Note: For more information, please refer to Query Pushdown

Query rewriting

  • kylin.query.force-limit: this parameter achieves the purpose of shortening the query duration by forcing a LIMIT clause for the select * statement. The default value is -1, and the parameter value is set to a positive integer, such as 1000, the value will be applied to the LIMIT clause, and the query will eventually be converted to select * from fact_table limit 1000
  • kylin.storage.limit-push-down-enabled: the default value is TRUE, set to FALSE to close the limit-pushdown of storage layer
  • kylin.query.flat-filter-max-children: specifies the maximum number of filters when flatting filter. The default value is 500000

Collect Query Metrics to JMX

  • kylin.server.query-metrics-enabled: the default value is FALSE, set to TRUE to collect query metrics to JMX

Note: For more information, please refer to JMX

Collect Query Metrics to dropwizard

  • kylin.server.query-metrics2-enabled: the default value is FALSE, set to TRUE to collect query metrics into dropwizard

Note: For more information, please refer to dropwizard

Security Configuration

This section introduces Kylin security-related configuration.

* [REQUIREMENTS]
- a) Transcribe the Kylin configuration excerpt between "Collect Query Metrics to dropwizard" and "Kylin security-related configuration.", inclusive.
- b) According to the Kylin configuration excerpt, what is the default value of kylin.query.flat-filter-max-children?
- c) Write the next part of the Kylin configuration excerpt, following on from its final sentence.

* [RECORD SET]
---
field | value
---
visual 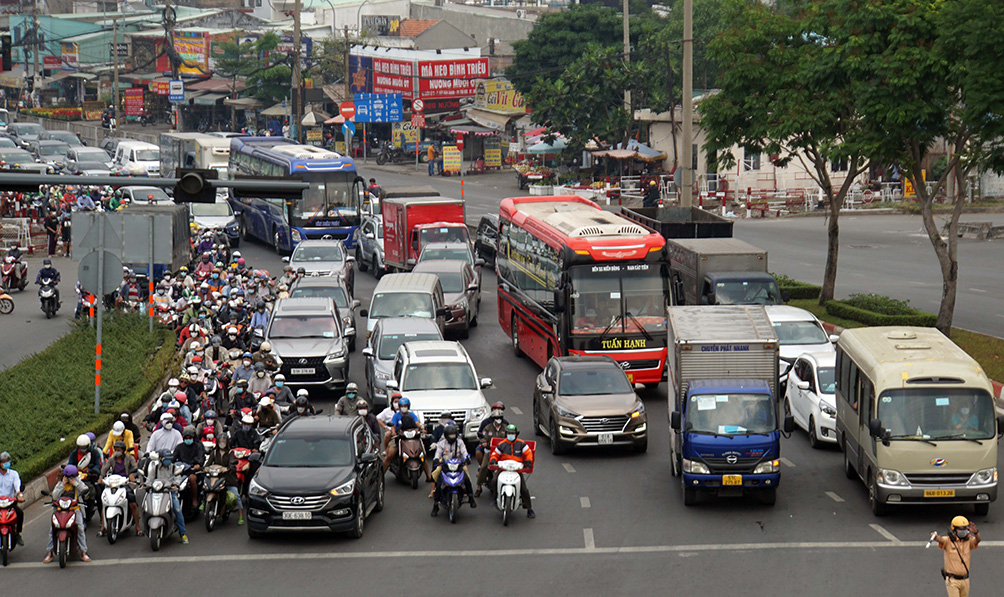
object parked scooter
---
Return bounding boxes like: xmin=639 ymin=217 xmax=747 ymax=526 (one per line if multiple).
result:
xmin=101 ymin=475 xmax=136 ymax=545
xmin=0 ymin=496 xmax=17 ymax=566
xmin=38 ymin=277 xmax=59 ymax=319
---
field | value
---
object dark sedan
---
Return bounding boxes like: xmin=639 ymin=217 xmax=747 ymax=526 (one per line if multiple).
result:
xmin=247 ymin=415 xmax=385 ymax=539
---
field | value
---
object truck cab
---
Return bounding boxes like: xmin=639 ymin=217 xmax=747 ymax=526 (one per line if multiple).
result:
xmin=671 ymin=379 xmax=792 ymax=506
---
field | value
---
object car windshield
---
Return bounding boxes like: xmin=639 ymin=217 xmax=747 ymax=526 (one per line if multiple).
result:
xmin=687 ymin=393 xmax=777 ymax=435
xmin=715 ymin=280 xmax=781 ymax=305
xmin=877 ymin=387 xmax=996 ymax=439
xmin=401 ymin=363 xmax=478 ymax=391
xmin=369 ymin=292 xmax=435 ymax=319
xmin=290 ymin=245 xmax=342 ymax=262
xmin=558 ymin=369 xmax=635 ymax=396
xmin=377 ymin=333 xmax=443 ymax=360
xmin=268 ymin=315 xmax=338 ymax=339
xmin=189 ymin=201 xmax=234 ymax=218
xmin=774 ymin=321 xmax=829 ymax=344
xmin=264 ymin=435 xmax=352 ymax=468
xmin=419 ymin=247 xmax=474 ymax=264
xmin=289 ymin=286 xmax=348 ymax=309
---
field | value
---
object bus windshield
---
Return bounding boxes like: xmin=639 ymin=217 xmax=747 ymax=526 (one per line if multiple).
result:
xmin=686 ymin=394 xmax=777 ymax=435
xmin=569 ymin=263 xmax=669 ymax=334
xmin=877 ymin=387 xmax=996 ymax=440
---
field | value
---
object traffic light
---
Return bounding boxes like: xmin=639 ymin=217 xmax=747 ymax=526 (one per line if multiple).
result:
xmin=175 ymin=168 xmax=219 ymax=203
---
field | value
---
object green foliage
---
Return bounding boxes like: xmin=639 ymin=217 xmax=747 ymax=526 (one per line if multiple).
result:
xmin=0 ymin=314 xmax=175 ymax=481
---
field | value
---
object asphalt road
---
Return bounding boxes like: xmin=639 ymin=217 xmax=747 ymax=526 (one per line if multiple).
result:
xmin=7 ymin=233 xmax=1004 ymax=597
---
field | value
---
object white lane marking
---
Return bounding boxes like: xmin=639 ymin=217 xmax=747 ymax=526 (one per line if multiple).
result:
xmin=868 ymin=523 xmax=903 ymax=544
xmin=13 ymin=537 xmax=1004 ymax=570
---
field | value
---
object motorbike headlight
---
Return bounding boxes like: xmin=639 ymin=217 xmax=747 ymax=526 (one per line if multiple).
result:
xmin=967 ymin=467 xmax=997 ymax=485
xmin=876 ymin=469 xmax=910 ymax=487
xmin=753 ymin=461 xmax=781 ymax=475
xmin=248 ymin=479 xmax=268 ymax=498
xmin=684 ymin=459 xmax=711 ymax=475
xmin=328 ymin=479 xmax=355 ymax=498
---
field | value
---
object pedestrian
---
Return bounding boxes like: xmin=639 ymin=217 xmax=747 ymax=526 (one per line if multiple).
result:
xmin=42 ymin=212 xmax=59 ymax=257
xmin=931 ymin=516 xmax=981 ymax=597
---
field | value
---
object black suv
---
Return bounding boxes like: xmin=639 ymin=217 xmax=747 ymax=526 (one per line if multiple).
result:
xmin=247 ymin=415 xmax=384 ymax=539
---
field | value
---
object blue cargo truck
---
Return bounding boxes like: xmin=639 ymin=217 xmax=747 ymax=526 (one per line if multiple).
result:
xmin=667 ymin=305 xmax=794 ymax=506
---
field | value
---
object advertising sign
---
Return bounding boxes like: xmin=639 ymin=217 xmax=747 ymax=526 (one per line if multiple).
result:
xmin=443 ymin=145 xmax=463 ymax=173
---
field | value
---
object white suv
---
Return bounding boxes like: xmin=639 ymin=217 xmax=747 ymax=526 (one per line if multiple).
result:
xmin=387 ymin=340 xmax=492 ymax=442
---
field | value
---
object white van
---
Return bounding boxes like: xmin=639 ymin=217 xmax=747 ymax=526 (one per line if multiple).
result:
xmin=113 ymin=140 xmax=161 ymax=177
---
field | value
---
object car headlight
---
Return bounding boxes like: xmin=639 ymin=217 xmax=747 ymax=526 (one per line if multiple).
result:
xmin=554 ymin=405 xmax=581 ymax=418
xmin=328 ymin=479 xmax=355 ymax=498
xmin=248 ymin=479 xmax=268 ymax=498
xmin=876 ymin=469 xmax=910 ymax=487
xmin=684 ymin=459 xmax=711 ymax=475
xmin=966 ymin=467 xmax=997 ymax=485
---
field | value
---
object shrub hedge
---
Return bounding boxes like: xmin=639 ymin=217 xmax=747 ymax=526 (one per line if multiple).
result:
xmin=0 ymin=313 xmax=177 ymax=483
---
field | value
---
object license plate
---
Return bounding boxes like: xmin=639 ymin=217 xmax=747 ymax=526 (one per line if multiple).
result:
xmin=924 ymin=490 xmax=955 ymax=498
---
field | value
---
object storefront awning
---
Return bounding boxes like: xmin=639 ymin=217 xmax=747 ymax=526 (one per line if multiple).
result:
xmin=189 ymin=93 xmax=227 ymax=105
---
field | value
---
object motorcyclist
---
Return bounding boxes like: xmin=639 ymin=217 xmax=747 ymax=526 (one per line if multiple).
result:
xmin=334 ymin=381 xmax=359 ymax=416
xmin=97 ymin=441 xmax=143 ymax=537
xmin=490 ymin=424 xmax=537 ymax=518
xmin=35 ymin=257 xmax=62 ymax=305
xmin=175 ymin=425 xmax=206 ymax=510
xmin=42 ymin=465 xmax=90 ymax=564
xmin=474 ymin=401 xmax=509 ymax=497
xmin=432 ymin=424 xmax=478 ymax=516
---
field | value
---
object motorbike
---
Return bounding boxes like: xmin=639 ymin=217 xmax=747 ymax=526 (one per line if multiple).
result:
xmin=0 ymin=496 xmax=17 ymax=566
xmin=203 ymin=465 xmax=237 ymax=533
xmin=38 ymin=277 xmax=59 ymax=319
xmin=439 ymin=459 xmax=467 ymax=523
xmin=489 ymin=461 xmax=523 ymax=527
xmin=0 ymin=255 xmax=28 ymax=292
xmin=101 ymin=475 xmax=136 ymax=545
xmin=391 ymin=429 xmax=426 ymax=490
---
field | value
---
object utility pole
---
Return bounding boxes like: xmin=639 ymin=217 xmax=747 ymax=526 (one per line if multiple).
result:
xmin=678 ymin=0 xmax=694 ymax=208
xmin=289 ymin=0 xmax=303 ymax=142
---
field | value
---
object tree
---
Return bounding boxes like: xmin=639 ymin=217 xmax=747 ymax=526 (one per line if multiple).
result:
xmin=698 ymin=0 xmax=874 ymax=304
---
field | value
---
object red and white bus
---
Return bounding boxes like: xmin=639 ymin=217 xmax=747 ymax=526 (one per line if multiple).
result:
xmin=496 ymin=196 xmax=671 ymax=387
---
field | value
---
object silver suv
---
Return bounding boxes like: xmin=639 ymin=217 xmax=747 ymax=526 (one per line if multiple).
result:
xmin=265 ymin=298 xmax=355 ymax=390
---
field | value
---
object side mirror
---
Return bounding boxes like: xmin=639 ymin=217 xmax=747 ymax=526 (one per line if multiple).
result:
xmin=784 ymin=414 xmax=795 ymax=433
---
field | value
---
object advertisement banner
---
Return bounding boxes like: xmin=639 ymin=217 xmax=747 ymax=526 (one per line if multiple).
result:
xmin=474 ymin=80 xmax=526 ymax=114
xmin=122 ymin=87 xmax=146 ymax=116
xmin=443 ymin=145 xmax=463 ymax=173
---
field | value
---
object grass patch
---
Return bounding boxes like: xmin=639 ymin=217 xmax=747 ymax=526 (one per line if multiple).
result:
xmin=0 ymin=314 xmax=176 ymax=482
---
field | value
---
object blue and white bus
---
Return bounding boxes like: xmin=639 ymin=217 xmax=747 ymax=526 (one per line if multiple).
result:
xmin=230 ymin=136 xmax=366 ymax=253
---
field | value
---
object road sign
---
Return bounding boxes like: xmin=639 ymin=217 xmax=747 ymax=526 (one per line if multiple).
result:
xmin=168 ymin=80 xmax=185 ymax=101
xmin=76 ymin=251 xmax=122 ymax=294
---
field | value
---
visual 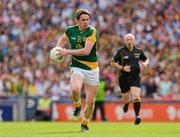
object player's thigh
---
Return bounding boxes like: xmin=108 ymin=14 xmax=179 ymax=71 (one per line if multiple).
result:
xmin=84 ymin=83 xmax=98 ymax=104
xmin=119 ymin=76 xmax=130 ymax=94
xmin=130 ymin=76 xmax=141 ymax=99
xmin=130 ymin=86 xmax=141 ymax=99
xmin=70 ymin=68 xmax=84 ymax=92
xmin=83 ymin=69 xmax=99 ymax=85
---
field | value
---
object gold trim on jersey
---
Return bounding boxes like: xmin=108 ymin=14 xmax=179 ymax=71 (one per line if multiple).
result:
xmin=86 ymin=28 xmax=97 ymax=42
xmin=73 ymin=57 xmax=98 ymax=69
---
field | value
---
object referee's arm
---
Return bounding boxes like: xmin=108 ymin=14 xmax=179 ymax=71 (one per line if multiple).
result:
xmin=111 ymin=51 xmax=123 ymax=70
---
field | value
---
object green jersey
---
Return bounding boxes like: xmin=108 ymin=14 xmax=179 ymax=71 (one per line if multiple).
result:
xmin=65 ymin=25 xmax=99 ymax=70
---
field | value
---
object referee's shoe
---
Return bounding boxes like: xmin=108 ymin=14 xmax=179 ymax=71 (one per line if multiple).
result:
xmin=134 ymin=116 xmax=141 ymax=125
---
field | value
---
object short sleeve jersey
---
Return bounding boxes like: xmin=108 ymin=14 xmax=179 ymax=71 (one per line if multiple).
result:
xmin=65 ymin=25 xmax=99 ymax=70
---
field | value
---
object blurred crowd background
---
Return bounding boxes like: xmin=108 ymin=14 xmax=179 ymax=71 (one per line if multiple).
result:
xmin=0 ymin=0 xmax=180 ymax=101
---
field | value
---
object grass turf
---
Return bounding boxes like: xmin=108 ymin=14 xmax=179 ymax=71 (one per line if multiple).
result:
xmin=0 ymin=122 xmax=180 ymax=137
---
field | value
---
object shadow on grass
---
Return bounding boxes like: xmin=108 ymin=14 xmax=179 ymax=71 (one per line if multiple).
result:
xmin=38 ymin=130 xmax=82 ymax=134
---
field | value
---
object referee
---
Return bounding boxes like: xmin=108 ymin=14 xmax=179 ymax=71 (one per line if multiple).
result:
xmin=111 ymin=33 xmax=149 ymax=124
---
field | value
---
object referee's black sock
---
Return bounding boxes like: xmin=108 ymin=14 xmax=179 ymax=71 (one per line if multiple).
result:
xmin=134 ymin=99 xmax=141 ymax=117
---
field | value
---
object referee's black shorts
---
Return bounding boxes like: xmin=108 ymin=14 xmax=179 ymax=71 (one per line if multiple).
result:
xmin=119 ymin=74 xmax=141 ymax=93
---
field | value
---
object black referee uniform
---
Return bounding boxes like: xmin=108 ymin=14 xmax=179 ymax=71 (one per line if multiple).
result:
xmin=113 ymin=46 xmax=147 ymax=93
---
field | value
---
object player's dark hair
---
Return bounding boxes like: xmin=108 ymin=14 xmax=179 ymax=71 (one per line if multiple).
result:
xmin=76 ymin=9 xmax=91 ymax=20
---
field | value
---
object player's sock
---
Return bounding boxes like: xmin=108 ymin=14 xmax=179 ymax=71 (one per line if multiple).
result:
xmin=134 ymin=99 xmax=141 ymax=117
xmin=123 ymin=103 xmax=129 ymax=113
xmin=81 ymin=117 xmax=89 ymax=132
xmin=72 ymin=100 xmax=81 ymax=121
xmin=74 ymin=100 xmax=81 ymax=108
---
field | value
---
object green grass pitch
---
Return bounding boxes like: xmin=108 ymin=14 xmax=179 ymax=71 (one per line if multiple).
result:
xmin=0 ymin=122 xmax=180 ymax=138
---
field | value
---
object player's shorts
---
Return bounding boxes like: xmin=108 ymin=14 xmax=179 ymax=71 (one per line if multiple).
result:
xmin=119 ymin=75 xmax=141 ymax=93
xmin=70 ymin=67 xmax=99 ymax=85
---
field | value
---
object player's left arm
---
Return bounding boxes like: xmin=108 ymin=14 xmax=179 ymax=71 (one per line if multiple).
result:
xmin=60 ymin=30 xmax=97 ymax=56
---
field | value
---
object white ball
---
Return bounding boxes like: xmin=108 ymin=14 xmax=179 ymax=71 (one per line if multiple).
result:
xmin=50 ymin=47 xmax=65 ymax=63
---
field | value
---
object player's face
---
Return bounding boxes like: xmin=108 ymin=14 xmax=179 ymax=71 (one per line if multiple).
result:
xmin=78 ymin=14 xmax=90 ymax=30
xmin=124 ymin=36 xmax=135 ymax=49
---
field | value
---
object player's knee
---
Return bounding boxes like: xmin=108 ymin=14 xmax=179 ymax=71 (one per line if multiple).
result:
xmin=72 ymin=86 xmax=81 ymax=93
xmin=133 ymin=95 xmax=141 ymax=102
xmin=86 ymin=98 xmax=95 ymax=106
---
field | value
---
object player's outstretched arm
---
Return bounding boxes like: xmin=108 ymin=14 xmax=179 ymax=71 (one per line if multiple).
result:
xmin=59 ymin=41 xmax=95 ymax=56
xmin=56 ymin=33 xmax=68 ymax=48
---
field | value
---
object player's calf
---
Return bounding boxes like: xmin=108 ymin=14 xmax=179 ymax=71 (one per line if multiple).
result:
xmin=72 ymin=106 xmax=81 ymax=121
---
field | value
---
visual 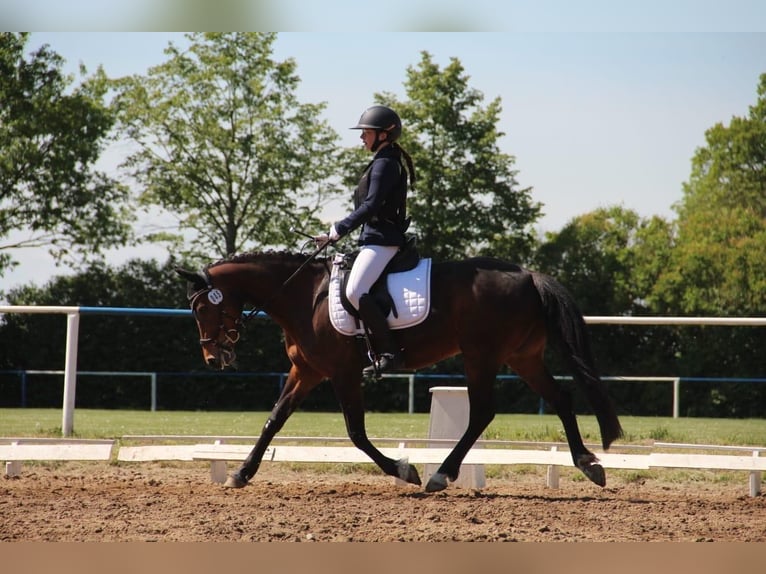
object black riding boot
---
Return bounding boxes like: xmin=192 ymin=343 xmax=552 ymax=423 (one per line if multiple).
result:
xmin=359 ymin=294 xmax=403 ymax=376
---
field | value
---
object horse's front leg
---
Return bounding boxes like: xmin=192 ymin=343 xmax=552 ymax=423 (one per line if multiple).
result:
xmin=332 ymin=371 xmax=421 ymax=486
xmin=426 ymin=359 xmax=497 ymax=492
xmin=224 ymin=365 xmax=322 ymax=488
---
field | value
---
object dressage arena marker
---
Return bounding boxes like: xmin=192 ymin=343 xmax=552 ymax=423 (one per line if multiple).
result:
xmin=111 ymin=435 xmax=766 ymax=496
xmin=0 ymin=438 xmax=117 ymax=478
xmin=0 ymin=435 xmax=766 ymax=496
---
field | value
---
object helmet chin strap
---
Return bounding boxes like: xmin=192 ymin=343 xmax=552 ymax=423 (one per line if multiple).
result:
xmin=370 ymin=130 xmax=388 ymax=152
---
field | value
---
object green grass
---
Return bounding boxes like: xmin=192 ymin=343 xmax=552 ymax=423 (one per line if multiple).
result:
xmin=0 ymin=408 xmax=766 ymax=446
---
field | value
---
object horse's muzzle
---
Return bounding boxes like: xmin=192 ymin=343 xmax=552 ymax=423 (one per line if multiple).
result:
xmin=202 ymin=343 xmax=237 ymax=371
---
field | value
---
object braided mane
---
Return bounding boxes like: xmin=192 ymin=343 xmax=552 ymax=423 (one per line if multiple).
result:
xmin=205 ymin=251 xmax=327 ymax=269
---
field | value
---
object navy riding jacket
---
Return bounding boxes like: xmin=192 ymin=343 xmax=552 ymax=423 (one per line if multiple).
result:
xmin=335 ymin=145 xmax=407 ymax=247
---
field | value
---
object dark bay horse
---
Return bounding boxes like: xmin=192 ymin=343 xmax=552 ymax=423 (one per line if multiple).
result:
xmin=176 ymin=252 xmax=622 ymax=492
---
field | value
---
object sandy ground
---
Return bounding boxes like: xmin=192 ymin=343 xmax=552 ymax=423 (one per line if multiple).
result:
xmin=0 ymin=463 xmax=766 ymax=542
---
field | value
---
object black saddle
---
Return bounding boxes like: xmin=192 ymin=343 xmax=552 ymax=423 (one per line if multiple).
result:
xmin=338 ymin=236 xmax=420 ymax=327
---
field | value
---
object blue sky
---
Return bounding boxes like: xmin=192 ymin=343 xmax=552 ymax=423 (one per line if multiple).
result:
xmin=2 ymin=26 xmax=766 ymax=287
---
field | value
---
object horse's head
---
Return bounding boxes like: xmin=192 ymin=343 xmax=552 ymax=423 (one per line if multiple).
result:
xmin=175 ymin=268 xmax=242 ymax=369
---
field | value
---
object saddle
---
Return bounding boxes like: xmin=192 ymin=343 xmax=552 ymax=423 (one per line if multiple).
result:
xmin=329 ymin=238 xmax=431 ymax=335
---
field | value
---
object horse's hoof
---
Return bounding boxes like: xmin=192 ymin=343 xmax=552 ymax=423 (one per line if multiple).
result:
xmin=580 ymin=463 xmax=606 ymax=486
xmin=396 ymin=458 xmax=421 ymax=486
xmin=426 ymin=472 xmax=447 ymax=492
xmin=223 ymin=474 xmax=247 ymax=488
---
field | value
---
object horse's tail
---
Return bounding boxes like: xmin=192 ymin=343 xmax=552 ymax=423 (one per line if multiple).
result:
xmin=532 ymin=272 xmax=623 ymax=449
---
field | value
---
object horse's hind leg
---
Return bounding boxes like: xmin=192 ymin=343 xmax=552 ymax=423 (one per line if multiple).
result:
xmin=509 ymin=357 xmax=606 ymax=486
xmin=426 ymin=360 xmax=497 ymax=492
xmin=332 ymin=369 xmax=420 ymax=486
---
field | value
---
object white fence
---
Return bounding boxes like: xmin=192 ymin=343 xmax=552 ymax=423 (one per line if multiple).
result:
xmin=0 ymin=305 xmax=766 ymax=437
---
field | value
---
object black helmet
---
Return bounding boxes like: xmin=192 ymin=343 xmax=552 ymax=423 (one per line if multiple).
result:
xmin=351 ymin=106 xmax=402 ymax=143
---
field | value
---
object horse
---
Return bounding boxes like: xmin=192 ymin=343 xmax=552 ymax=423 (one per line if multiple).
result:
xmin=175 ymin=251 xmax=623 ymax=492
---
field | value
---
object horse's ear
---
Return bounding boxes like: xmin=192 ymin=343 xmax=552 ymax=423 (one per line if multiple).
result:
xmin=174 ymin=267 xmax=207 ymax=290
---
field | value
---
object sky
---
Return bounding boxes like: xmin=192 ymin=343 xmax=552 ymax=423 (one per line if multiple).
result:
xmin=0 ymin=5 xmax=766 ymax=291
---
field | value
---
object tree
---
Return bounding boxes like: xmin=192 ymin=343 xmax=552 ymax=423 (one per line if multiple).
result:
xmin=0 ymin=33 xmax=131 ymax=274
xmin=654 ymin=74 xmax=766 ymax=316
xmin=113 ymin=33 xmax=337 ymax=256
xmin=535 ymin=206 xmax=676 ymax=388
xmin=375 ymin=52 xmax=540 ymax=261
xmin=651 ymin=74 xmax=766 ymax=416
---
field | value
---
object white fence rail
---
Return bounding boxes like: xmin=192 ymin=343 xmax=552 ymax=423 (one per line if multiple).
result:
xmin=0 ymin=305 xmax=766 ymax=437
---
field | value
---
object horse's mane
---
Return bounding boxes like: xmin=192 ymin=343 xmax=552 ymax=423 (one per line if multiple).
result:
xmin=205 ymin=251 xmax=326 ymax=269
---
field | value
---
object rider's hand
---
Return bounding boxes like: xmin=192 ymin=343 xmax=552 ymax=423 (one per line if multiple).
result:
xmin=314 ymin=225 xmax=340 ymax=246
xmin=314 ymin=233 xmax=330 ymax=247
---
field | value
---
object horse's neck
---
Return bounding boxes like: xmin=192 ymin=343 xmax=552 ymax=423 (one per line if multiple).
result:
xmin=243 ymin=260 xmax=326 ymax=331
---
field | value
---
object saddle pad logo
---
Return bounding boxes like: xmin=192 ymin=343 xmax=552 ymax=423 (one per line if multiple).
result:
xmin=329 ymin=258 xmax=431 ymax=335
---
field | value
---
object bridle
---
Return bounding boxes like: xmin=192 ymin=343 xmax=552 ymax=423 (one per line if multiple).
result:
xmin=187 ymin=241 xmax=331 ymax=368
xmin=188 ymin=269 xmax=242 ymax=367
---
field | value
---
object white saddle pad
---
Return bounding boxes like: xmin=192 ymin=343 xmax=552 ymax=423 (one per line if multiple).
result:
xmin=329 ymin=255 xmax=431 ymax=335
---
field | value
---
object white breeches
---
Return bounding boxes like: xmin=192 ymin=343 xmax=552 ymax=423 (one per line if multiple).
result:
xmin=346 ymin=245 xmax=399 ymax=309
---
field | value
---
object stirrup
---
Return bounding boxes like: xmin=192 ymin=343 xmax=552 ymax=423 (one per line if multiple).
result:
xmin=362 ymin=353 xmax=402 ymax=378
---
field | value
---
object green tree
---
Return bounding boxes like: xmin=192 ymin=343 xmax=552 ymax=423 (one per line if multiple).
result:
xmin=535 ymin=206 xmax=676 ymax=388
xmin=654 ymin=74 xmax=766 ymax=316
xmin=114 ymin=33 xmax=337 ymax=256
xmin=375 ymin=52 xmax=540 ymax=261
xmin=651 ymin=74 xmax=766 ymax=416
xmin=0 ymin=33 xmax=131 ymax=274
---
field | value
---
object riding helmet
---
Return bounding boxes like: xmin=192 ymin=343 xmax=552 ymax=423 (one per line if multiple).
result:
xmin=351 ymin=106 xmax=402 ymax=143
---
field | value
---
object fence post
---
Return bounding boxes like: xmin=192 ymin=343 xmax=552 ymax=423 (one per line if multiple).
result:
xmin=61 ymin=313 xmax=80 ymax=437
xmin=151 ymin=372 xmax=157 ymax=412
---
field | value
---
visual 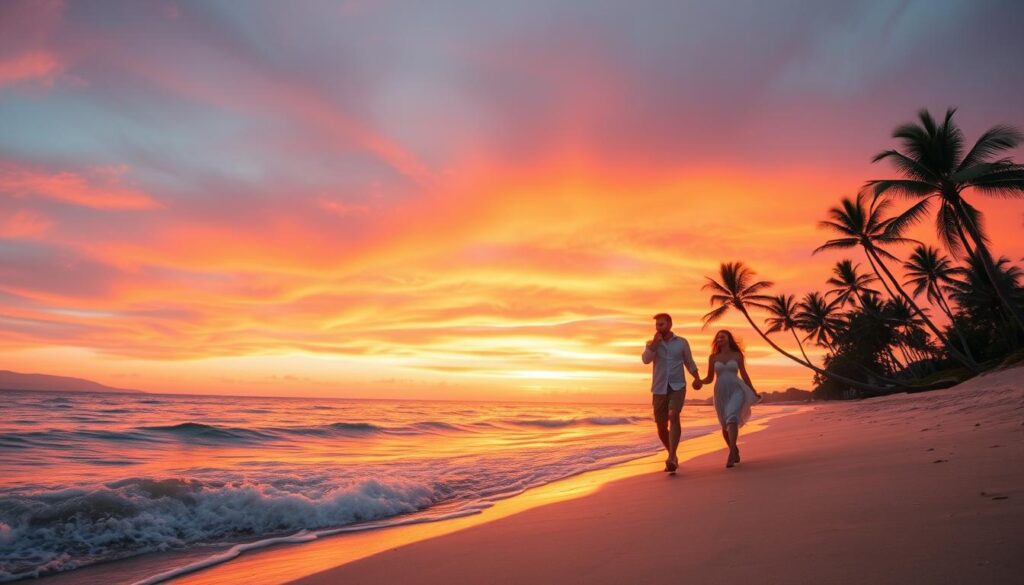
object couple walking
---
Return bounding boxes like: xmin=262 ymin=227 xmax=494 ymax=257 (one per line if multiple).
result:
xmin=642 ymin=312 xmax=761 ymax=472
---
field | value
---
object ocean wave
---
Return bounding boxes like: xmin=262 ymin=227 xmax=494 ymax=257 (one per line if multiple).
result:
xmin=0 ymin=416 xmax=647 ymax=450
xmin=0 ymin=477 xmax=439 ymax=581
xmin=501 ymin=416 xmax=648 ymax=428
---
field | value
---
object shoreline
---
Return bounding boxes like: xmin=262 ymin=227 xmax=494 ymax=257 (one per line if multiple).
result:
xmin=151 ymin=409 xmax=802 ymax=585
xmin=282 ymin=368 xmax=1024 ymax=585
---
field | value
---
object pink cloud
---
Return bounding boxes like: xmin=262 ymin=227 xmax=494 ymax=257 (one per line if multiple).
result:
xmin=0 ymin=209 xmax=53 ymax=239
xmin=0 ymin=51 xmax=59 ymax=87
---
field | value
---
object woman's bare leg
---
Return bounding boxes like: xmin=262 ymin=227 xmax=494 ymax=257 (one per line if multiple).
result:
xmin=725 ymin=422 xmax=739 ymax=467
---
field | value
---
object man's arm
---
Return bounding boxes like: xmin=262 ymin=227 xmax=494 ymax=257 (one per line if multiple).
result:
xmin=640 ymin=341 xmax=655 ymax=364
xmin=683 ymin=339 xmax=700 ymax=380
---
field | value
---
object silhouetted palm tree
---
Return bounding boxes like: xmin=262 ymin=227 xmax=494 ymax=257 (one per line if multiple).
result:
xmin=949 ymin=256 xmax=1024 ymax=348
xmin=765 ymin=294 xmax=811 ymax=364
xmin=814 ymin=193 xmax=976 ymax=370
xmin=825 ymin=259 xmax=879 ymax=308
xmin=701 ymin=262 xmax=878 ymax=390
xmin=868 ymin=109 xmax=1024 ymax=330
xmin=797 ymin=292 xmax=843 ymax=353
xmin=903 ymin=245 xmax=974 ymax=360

* [EXPECTED RESPONSES]
- a)
Collect Query Metrics to dropwizard

  • kylin.server.query-metrics2-enabled: the default value is FALSE, set to TRUE to collect query metrics into dropwizard

Note: For more information, please refer to dropwizard

Security Configuration

This section introduces Kylin security-related configuration.

- b) 500000

- c)
Integrated LDAP for SSO

  • kylin.security.profile: specifies the way of security authentication, optional values include ldap, testing, saml, it should be set to ldap when integrating LDAP for SSO
  • kylin.security.ldap.connection-server: specifies LDAP server, such as ldap://ldap_server:389
  • kylin.security.ldap.connection-username: specifies LDAP username
  • kylin.security.ldap.connection-password: specifies LDAP password
  • kylin.security.ldap.user-search-base: specifies the scope of users synced to Kylin
  • kylin.security.ldap.user-search-pattern: specifies the username for the login verification match
  • kylin.security.ldap.user-group-search-base: specifies the scope of the user group synchronized to Kylin
  • kylin.security.ldap.user-group-search-filter: specifies the type of user synced to Kylin
  • kylin.security.ldap.service-search-base: need to be specifies when a service account is required to access Kylin
  • kylin.security.ldap.service-search-pattern: need to be specifies when a service account is required to access Kylin
  • kylin.security.ldap.service-group-search-base: need to be specifies when a service account is required to access Kylin
  • kylin.security.acl.admin-role: map an LDAP group to an admin role (group name case sensitive)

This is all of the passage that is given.